DATASET RECORDS Start Marker

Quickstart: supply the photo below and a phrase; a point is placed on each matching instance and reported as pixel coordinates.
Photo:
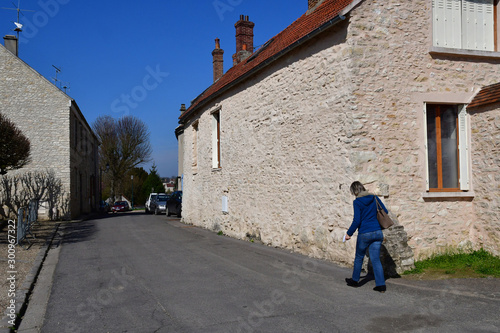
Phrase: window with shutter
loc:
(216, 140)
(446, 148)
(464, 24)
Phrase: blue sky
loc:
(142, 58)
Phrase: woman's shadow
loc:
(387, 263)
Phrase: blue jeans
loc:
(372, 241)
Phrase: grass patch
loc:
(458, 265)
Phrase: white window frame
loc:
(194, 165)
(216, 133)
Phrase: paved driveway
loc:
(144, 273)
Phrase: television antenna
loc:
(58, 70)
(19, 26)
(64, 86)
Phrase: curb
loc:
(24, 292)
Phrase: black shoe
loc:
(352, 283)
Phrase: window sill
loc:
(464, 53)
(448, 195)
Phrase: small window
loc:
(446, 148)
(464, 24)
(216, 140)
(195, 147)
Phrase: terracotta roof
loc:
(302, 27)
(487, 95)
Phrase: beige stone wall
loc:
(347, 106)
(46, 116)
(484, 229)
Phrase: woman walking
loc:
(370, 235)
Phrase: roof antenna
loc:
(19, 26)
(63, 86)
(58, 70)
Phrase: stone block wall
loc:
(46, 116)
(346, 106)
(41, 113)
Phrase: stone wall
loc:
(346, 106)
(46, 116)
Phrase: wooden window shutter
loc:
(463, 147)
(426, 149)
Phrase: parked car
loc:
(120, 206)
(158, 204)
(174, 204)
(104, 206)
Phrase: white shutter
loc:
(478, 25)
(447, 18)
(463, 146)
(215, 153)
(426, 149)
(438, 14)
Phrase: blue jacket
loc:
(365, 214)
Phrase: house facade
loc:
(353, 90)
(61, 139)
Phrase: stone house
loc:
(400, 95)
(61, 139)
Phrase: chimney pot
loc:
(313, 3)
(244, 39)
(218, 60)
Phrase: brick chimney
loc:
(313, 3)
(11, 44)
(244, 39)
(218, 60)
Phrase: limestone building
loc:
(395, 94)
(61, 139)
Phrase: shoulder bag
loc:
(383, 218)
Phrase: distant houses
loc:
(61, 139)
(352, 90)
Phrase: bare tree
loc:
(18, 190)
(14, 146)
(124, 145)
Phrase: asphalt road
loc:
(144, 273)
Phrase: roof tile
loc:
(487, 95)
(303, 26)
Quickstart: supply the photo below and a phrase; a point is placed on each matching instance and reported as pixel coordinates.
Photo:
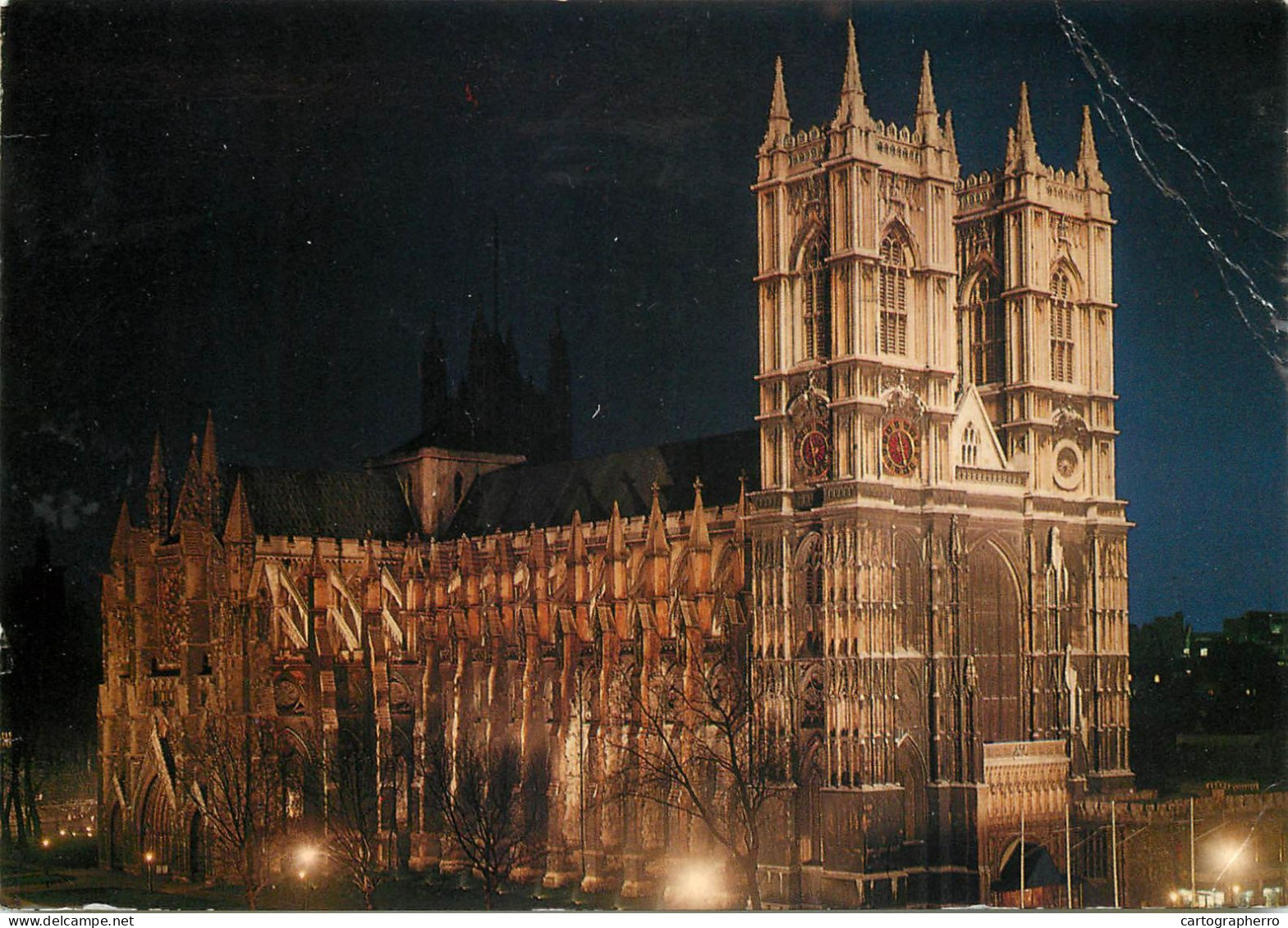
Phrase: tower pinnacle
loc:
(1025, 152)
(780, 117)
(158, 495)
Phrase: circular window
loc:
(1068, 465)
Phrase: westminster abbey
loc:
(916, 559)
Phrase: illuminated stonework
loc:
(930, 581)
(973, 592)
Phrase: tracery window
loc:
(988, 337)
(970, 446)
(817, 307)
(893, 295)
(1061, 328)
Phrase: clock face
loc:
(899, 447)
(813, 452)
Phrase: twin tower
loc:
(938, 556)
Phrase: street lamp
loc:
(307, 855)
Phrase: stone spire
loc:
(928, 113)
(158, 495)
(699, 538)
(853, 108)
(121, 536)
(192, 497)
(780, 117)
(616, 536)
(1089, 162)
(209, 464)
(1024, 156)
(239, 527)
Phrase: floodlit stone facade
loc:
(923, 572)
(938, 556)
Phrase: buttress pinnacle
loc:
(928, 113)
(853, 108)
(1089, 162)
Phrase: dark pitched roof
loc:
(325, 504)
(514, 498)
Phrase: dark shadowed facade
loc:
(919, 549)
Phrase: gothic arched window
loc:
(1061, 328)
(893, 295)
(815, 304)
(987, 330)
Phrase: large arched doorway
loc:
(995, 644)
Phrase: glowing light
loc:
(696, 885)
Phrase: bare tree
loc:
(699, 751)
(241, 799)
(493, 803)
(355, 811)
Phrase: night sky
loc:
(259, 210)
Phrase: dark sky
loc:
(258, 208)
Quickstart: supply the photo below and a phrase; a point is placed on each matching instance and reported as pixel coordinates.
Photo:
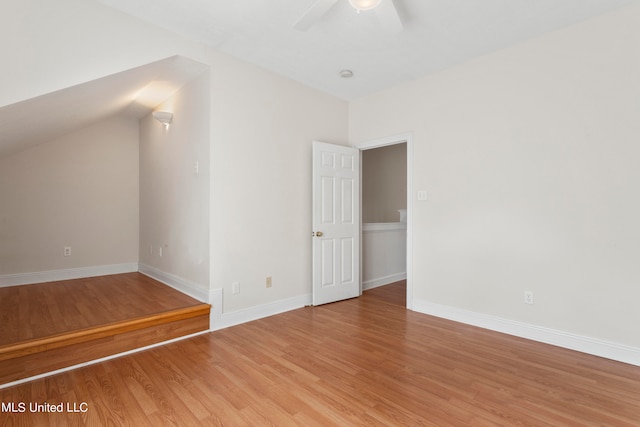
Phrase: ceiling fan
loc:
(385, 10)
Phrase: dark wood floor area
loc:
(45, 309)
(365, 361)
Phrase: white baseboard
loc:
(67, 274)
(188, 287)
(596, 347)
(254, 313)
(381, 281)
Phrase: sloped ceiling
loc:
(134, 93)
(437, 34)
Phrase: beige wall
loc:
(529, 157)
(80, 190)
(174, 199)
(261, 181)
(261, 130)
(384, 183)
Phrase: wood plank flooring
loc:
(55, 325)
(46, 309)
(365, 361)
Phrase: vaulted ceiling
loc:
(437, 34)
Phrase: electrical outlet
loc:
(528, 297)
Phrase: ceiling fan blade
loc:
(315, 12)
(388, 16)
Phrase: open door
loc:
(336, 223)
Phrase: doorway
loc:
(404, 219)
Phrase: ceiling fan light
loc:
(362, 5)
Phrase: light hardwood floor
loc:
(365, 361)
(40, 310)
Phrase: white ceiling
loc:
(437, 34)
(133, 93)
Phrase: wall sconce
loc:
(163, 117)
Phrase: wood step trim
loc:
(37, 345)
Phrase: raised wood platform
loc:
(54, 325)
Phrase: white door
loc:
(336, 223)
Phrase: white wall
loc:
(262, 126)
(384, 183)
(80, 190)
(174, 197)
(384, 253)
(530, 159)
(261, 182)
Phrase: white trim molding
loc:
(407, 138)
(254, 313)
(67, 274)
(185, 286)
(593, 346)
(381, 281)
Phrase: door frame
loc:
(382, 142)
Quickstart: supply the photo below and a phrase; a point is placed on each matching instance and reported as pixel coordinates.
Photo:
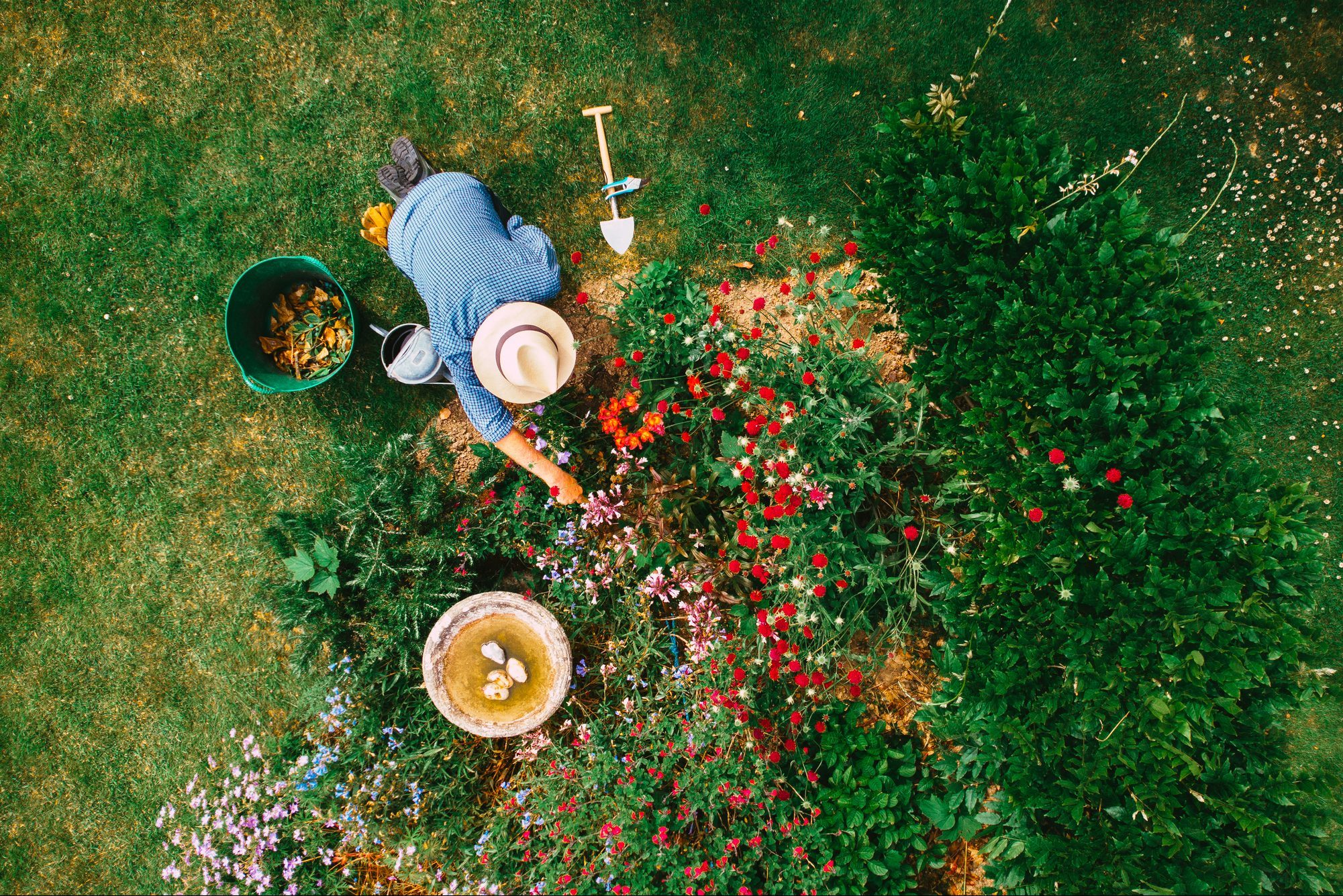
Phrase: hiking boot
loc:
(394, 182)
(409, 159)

DATASET RECORDS End Marker
DATASET RECORDS Start Marker

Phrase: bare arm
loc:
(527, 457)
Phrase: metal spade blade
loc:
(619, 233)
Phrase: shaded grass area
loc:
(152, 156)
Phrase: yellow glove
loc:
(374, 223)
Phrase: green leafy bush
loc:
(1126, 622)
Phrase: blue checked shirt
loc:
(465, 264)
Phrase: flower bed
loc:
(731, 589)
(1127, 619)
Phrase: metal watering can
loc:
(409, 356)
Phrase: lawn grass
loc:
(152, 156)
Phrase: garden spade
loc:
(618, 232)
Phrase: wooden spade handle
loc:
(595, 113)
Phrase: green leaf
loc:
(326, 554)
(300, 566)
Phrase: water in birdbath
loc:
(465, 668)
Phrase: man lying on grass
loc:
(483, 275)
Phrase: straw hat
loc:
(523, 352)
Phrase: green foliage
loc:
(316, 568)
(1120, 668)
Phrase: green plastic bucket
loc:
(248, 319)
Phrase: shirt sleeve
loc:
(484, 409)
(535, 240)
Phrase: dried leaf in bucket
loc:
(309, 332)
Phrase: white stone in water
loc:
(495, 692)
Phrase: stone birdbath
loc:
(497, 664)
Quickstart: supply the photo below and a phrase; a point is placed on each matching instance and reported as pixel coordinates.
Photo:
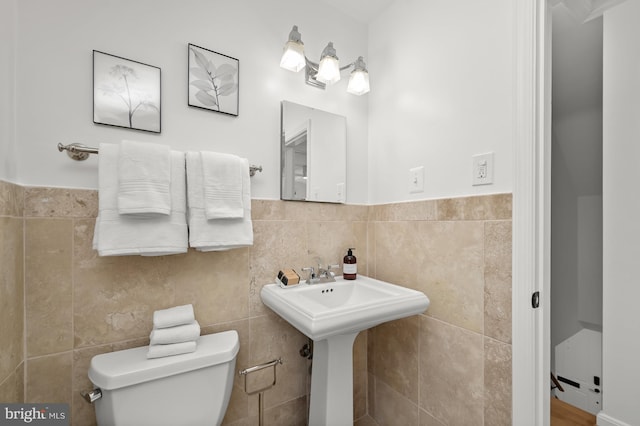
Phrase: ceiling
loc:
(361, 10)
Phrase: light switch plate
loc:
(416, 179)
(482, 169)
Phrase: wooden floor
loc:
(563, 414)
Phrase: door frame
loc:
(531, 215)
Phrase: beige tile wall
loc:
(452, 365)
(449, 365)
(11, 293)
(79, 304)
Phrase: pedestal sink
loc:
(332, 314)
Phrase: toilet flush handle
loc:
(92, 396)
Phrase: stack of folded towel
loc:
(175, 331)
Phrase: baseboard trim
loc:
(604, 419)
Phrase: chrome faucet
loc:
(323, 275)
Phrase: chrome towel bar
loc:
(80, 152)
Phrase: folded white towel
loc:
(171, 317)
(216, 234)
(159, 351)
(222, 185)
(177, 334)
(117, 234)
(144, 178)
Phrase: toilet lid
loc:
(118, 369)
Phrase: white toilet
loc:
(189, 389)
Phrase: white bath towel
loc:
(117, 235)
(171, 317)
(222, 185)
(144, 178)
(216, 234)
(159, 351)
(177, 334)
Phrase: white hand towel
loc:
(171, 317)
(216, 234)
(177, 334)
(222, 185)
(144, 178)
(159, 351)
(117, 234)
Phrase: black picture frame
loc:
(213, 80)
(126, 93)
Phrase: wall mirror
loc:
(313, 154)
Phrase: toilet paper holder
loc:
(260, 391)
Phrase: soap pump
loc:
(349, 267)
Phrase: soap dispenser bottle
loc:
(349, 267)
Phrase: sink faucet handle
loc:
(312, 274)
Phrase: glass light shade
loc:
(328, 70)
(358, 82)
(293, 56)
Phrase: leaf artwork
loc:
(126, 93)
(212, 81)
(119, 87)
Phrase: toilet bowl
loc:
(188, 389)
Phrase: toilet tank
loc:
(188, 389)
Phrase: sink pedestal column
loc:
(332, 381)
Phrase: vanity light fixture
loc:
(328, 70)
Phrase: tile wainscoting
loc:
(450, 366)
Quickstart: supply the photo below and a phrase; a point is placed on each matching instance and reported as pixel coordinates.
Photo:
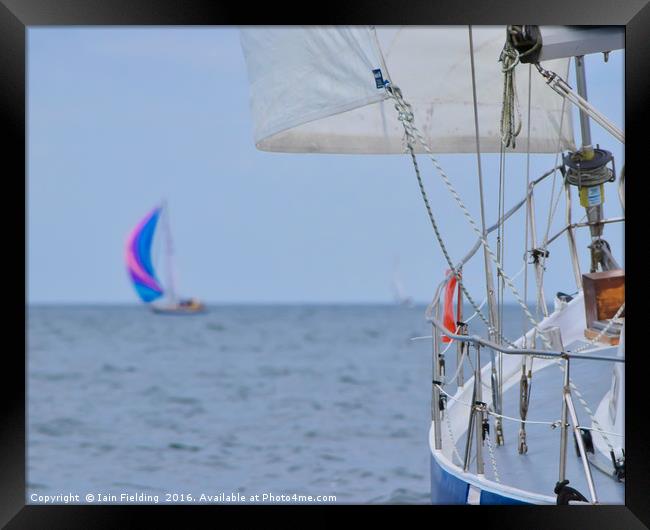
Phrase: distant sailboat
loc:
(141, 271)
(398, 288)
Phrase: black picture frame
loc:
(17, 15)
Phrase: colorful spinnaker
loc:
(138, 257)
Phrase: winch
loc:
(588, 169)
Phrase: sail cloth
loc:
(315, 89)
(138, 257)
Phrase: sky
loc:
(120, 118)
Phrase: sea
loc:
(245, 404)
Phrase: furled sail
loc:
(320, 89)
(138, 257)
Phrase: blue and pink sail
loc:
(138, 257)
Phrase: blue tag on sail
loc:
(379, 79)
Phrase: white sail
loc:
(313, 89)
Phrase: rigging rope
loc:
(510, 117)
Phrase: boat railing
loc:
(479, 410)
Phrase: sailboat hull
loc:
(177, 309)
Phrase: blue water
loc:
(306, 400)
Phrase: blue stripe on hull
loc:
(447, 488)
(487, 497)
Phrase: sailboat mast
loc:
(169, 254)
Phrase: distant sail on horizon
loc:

DATASET RECORDS End Marker

§ TASK
Go through the material line by line. Show each line that contains the string "chrome".

§ YOUR RESPONSE
Phrase: chrome faucet
Phrase: chrome towel bar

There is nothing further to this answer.